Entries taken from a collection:
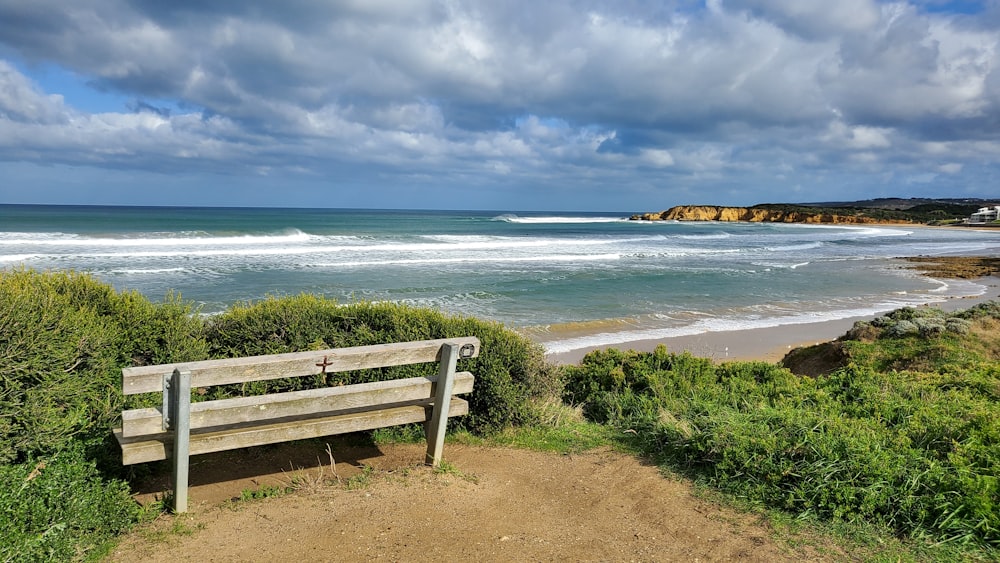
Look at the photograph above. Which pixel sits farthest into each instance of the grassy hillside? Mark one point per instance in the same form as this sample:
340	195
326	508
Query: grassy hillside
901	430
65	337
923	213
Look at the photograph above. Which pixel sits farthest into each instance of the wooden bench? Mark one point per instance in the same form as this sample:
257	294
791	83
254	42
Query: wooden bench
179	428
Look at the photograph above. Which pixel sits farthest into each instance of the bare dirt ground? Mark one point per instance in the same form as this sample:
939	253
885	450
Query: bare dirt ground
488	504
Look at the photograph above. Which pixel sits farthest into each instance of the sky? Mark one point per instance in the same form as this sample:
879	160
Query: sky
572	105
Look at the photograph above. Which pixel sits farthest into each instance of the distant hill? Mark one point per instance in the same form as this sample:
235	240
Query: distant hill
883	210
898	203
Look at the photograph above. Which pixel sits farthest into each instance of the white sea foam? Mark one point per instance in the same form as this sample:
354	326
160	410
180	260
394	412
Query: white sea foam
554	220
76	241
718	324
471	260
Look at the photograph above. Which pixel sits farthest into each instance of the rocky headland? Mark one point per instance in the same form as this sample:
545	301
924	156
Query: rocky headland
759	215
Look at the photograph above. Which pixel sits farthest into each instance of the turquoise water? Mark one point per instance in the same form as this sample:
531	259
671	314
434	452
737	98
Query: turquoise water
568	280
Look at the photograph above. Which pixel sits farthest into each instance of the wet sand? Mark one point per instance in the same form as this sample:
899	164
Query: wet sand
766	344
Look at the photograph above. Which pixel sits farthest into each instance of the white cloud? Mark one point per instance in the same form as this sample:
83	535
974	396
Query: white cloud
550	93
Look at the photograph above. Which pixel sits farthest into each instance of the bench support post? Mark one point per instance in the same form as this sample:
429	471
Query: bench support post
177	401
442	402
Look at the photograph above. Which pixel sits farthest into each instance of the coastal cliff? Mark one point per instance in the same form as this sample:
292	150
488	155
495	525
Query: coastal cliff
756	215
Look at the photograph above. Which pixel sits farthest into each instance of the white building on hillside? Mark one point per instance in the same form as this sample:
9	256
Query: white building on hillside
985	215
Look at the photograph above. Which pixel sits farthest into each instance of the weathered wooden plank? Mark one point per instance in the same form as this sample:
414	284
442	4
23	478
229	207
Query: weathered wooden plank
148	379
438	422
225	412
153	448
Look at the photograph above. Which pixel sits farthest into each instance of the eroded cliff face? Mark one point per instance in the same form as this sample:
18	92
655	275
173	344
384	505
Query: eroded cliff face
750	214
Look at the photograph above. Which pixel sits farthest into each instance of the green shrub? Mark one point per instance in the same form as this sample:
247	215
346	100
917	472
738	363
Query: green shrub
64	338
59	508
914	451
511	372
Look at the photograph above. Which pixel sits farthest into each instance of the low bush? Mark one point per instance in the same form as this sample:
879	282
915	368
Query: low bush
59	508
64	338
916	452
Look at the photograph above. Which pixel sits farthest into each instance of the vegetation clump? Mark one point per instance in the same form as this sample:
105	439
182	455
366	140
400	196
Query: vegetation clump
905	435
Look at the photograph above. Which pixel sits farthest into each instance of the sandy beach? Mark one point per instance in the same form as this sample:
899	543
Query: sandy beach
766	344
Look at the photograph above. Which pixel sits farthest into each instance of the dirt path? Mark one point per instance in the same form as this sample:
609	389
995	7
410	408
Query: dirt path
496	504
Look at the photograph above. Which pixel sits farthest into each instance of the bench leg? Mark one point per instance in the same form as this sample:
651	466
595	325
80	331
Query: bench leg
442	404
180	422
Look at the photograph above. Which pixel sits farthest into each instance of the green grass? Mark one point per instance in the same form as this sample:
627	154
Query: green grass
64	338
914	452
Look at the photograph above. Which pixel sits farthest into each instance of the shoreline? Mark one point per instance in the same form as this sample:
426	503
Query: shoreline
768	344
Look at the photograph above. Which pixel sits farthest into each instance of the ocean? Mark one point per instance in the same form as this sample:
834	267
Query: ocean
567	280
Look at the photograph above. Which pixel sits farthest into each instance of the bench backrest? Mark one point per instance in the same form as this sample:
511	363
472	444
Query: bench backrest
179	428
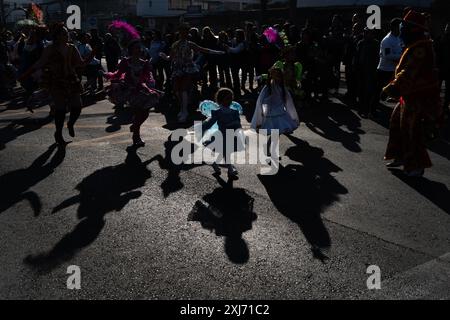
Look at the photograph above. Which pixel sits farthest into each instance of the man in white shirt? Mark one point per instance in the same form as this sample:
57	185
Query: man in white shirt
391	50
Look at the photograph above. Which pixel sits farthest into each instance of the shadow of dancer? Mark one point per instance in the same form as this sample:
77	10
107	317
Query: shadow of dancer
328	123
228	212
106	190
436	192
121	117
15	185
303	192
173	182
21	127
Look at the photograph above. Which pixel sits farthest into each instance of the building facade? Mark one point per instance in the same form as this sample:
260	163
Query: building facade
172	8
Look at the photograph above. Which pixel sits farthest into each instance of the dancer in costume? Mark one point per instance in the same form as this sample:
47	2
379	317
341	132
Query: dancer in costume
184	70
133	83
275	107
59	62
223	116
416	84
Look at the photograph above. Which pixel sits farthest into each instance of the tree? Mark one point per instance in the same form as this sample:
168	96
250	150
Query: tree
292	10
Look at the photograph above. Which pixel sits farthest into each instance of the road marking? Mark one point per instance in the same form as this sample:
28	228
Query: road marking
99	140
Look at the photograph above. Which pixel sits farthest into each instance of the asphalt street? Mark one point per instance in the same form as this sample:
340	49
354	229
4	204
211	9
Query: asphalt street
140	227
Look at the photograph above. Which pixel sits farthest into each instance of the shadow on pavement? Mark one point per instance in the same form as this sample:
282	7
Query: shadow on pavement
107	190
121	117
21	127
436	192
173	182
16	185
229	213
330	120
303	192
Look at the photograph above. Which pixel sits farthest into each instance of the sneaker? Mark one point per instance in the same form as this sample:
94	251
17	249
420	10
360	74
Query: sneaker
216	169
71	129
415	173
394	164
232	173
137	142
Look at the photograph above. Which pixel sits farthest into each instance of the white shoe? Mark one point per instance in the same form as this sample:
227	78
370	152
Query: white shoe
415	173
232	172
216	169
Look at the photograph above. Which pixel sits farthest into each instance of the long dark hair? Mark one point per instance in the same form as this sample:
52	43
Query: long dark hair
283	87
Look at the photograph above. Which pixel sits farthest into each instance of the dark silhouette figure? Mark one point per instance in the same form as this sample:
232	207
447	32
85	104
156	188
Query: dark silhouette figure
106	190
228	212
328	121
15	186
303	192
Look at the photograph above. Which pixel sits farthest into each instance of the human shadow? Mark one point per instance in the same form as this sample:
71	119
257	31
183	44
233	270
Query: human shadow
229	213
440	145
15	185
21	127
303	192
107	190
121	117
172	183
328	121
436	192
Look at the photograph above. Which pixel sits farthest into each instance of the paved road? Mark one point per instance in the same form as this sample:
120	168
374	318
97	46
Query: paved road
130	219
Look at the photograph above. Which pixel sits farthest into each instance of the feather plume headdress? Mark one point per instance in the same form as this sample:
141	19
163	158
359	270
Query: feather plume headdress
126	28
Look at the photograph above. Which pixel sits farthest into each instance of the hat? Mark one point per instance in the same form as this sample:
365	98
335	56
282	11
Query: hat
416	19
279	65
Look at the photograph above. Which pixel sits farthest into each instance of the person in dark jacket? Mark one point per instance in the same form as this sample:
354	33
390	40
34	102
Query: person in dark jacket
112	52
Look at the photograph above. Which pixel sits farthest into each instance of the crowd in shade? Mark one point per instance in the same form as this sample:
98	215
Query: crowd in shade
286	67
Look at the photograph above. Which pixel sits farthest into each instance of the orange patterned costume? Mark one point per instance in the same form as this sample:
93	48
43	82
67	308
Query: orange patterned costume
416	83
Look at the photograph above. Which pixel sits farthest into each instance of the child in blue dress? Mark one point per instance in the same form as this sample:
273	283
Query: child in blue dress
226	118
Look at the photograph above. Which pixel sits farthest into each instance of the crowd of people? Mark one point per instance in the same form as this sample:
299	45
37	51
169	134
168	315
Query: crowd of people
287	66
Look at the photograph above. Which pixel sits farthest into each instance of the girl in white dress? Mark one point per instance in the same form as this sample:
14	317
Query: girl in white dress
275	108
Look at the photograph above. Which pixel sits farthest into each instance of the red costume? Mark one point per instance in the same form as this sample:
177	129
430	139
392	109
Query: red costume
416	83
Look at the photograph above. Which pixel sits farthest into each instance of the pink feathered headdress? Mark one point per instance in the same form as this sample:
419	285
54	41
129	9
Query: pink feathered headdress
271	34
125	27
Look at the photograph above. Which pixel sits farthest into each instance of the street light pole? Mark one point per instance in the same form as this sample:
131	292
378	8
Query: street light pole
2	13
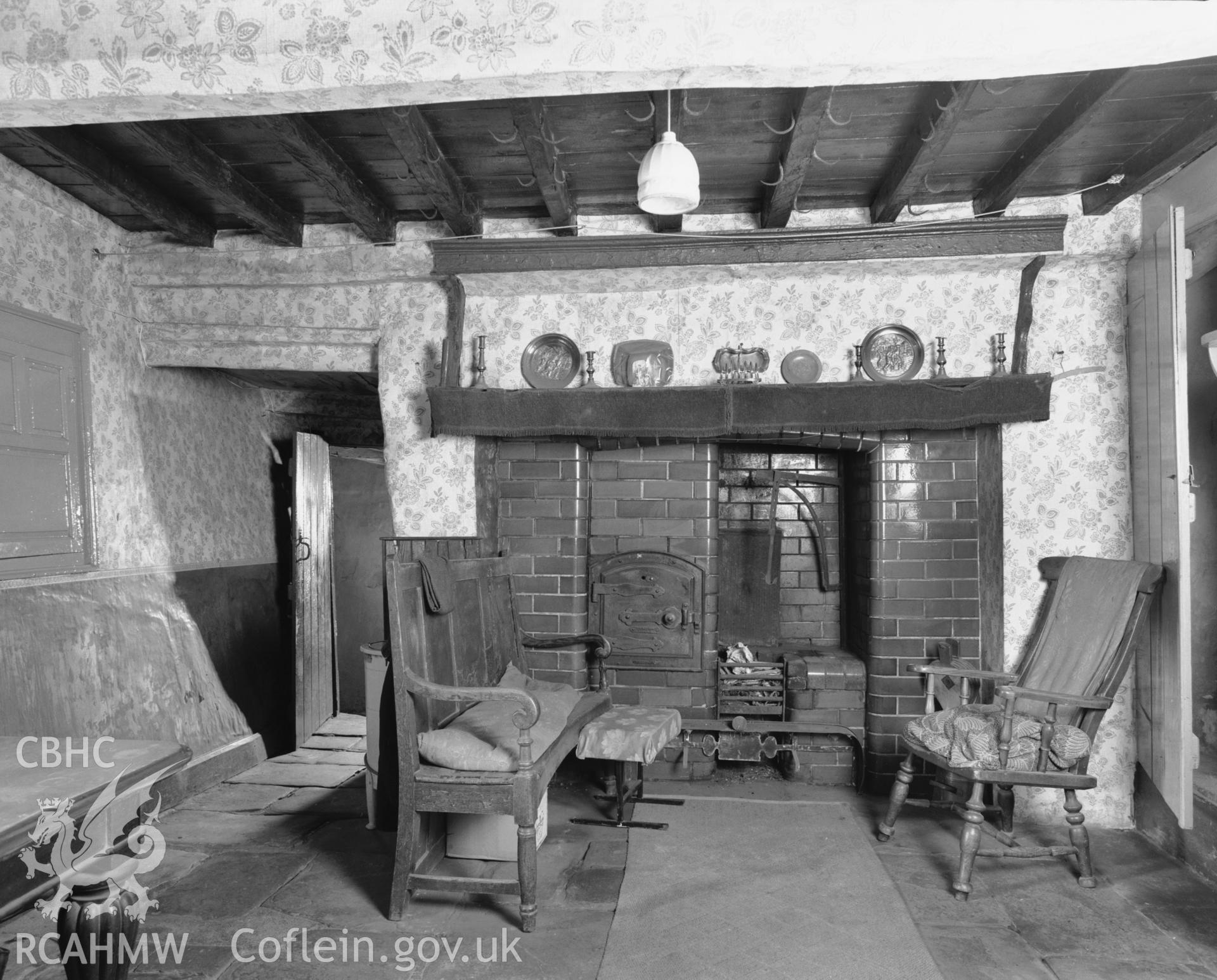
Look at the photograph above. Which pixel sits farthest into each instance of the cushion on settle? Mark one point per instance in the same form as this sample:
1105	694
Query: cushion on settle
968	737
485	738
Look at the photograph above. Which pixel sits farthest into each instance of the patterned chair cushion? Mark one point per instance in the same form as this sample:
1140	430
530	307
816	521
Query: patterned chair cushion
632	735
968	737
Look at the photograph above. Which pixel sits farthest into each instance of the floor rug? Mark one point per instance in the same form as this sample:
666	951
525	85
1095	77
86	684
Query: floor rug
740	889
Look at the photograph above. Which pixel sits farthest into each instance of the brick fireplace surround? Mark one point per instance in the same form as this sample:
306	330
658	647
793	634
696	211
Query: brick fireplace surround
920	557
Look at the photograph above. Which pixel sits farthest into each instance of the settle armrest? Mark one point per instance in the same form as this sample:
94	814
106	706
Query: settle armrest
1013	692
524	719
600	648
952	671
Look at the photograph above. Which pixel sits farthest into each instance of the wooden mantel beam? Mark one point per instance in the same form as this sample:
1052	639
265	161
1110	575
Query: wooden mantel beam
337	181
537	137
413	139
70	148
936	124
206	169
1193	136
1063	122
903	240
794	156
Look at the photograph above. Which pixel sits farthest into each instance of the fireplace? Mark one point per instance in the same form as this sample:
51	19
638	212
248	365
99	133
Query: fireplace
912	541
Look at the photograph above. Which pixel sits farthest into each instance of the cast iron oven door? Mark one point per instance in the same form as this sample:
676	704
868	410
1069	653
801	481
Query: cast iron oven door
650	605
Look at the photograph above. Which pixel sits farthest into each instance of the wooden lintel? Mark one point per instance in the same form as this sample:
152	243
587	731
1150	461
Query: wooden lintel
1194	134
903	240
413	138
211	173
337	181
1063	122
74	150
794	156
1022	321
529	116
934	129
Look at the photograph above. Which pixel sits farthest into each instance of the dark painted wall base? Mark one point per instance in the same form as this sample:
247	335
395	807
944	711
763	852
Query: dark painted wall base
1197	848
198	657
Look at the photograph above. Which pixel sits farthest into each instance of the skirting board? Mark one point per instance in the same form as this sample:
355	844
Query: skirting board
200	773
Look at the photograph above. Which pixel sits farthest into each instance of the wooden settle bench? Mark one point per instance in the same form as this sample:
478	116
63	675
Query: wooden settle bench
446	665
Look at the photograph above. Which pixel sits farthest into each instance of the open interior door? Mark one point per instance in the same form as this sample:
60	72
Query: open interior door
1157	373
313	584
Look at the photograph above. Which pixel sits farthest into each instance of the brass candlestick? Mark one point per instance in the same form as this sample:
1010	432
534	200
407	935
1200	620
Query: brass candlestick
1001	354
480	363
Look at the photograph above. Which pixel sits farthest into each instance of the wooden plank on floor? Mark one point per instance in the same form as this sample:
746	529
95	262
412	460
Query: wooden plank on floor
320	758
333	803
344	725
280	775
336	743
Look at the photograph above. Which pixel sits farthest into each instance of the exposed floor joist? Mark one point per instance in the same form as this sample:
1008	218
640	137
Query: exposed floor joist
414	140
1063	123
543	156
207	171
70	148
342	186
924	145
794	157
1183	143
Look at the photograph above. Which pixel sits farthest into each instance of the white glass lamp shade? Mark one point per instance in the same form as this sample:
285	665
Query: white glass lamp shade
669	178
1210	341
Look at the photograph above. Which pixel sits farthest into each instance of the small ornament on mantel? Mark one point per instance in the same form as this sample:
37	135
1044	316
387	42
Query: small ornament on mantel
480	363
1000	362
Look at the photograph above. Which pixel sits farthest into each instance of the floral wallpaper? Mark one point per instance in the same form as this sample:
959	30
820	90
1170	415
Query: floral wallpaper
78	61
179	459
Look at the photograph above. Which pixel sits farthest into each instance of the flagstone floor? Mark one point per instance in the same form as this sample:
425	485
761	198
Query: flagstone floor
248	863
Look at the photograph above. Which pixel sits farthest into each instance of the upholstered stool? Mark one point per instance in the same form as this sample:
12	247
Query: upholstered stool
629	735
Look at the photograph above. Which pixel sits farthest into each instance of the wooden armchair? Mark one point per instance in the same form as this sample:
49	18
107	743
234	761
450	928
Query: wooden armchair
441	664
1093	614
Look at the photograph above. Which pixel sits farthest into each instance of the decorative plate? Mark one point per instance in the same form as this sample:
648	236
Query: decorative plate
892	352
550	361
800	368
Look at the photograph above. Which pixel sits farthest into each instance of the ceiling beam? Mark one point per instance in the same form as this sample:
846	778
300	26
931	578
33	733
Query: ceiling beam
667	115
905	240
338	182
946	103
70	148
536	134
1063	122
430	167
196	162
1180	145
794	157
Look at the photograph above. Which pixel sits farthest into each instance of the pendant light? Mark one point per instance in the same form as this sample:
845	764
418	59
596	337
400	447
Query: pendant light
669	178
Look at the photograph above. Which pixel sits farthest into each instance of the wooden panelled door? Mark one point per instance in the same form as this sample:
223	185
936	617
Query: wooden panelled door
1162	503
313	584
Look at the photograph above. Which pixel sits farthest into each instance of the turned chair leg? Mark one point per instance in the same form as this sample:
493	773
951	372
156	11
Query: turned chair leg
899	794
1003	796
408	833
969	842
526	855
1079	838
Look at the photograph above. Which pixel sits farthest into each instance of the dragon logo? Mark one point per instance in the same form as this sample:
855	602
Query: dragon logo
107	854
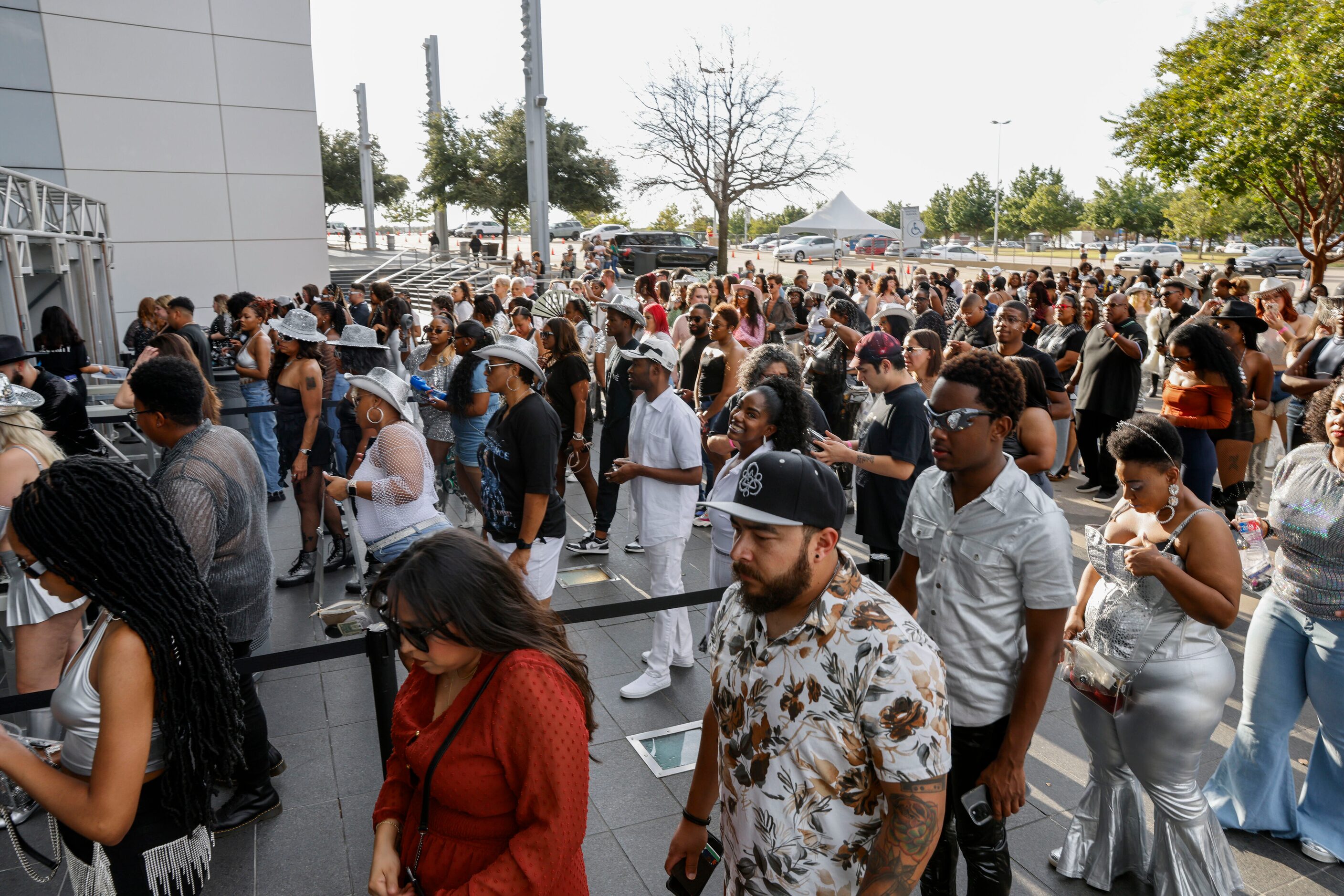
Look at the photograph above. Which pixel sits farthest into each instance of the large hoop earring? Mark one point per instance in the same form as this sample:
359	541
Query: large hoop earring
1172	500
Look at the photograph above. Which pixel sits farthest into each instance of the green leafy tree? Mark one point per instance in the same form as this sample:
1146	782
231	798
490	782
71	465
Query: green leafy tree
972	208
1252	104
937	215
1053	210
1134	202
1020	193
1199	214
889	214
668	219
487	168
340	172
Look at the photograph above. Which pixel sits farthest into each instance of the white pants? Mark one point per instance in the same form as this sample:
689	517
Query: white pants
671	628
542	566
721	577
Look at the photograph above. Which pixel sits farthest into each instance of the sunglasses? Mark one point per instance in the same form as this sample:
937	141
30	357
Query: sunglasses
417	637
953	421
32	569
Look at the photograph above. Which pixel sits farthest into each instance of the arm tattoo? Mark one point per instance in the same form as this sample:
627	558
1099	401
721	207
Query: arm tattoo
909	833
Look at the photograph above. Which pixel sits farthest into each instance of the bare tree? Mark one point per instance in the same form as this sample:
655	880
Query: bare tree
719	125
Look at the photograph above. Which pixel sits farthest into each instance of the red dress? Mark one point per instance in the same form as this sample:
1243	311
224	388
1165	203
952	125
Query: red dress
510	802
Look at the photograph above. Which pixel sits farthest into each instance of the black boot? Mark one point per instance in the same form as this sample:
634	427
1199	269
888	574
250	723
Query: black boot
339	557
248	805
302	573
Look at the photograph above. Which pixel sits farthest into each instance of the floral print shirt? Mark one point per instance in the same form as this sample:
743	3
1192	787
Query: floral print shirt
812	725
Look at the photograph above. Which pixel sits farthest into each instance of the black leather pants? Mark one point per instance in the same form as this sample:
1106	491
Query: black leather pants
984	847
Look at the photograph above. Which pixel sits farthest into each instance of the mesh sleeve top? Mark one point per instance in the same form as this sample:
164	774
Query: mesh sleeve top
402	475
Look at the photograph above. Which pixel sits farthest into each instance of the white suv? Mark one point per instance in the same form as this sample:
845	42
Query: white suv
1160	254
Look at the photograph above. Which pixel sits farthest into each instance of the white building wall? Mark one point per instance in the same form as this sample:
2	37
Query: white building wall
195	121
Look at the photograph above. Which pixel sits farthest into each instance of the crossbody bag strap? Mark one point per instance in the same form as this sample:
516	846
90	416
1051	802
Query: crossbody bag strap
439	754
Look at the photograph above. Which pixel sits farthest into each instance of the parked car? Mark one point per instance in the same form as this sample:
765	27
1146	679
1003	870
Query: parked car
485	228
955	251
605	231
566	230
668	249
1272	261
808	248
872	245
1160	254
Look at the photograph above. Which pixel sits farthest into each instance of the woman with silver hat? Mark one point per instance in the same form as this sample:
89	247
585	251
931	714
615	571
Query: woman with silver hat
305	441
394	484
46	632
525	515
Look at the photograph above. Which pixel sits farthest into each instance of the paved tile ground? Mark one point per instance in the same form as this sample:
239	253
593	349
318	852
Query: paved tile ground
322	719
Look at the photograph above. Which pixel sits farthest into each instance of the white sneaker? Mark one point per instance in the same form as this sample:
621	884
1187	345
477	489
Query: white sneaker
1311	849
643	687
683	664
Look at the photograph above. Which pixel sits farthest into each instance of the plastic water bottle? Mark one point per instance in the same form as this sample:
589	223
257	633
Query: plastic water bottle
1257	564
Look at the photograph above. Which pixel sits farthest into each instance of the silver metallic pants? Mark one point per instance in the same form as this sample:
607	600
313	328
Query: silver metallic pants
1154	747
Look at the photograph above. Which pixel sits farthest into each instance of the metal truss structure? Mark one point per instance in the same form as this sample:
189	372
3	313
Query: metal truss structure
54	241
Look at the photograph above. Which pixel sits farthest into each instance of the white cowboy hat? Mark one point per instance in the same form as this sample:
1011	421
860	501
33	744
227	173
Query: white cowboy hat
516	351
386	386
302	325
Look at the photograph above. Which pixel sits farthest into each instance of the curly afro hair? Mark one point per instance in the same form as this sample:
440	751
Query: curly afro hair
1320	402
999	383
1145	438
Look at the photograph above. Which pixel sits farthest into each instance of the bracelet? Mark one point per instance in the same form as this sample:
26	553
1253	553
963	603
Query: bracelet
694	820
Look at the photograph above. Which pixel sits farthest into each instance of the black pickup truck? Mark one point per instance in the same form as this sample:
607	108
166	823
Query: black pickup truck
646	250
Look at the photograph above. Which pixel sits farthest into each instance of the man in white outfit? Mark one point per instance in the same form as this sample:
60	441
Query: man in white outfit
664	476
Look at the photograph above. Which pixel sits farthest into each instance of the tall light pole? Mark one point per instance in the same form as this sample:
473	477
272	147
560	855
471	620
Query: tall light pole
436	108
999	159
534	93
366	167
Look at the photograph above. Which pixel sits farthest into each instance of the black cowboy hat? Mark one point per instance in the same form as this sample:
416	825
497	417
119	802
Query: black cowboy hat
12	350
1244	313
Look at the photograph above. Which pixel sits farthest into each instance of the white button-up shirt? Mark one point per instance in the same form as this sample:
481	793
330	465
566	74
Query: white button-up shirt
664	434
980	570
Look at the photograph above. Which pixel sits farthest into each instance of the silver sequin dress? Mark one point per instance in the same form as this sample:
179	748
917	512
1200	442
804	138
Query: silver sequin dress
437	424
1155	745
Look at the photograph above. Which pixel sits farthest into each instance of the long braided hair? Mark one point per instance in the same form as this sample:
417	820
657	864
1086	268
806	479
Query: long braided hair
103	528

◆ What is needed
Copy only the stretch running from the line containing "the white button-up" to the final line of the entries, both ends included, exactly as it stands.

◆ The result
Look at the photograph above. Which pixel sits farthest into each instance of the white button-up shirt? Mark one point per instance in the same form as this sample:
481	793
330	465
566	74
Query: white button-up shirt
664	434
980	570
Look at the photograph above. Which pixel sits farthest into each instance of the silver sequin dress? Mark one point per instance in the same form as this sample:
179	748
917	512
1200	442
804	138
Query: silver sequin dress
437	424
1155	745
Look at the photograph above. Which pixel sits farthest into each instance of the long braided hair? Mark one point per instance in the same form as this sample:
417	820
657	864
1086	268
806	479
Query: long braided hair
103	528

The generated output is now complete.